▶ _WHAT TO DO_: Your task is to reproduce exactly the lines from the line with "Exercise. Point out the dirt" through the end of the records below.

-------- PROVIDED DATA --------

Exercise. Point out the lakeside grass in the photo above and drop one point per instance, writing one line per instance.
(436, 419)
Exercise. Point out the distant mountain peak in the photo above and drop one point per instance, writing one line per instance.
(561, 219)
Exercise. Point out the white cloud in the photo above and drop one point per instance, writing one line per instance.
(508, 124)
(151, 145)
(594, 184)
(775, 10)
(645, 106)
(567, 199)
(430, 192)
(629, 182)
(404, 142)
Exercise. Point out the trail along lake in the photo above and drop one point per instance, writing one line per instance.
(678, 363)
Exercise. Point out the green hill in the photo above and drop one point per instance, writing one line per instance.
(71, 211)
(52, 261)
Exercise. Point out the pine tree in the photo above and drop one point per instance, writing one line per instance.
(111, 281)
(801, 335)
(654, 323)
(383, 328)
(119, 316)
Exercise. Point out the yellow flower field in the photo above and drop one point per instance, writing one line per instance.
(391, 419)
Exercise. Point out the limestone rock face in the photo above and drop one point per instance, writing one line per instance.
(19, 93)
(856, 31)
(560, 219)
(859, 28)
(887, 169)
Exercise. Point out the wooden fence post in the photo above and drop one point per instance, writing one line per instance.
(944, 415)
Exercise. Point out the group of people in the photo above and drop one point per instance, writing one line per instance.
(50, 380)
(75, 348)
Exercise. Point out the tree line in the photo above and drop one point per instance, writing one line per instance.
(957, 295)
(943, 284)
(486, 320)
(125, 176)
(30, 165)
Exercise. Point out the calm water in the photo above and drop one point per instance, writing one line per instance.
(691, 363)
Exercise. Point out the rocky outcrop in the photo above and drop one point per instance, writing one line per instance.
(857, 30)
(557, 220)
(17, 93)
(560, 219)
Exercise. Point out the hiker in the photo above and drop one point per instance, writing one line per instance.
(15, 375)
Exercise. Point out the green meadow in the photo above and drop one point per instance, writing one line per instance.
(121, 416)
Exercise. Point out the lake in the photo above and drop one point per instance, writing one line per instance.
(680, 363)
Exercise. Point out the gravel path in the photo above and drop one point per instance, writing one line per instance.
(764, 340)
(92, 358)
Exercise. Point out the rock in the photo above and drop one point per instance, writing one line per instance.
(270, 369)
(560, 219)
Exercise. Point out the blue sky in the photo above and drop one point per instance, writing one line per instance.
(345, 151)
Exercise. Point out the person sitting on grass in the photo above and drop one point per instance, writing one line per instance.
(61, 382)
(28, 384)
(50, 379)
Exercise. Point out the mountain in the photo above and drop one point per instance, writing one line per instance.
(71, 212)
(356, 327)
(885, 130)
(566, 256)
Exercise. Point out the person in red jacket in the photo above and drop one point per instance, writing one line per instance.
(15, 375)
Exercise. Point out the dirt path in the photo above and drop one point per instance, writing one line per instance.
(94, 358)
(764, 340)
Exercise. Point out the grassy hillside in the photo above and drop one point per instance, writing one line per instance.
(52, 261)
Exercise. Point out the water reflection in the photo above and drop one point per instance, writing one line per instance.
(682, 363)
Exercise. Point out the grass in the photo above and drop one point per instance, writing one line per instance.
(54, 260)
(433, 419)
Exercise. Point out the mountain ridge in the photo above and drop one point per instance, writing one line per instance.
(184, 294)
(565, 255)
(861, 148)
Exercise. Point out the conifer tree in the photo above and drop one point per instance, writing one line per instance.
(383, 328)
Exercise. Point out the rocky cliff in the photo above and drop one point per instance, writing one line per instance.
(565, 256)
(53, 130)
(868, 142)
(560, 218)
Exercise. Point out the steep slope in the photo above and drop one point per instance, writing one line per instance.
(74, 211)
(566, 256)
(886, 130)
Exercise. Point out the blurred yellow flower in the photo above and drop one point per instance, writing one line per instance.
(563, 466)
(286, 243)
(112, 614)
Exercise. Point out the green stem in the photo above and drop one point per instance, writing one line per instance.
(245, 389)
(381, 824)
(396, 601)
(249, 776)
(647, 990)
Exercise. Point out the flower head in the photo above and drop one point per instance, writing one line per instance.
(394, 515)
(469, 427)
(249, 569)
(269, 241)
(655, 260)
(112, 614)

--------

▶ _COMPLETE ANSWER_:
Exercise. Point out the dirt path in the photo above and drop one point per instance, writing one line per instance.
(94, 358)
(764, 340)
Exercise. Point out the grassy hillside in the photo above and drop one point per instance, writing one line per instance.
(52, 261)
Exercise. Point out the water reflection in the photo above and drop one point per instance, writing one line per instance.
(682, 363)
Exercise. Point out the grass in the photo above and drop one point per instance, writing one line per instance.
(54, 260)
(433, 419)
Exercise. Point out the mountain ridge in the photo above and drop one point per instance, writing one line per instance.
(184, 294)
(565, 255)
(861, 148)
Exercise. Point out the conifer tree in the photo above and drop one point per instance, writing one line per instance.
(383, 328)
Exercise. Point out the rocky cliff in the photo above and drop one point per instance, writing one line per instance.
(565, 256)
(53, 130)
(868, 142)
(560, 218)
Exercise. Point out the steep slope in the photo above and drop one point per instance, writing one line per instance.
(74, 211)
(566, 256)
(886, 130)
Exercise. Point out the blurred yellow flower in the photo above and drop one point per instance, writing one line per instance.
(563, 466)
(286, 243)
(112, 614)
Exercise. Point out the green stem in the photo above and drop one point per instance, writing one line per instance.
(245, 389)
(381, 824)
(396, 601)
(249, 776)
(647, 990)
Exercise. Point out the flower head in the photo above and drop one point per instance, writing one line per instance.
(394, 515)
(469, 427)
(249, 569)
(269, 241)
(655, 260)
(112, 614)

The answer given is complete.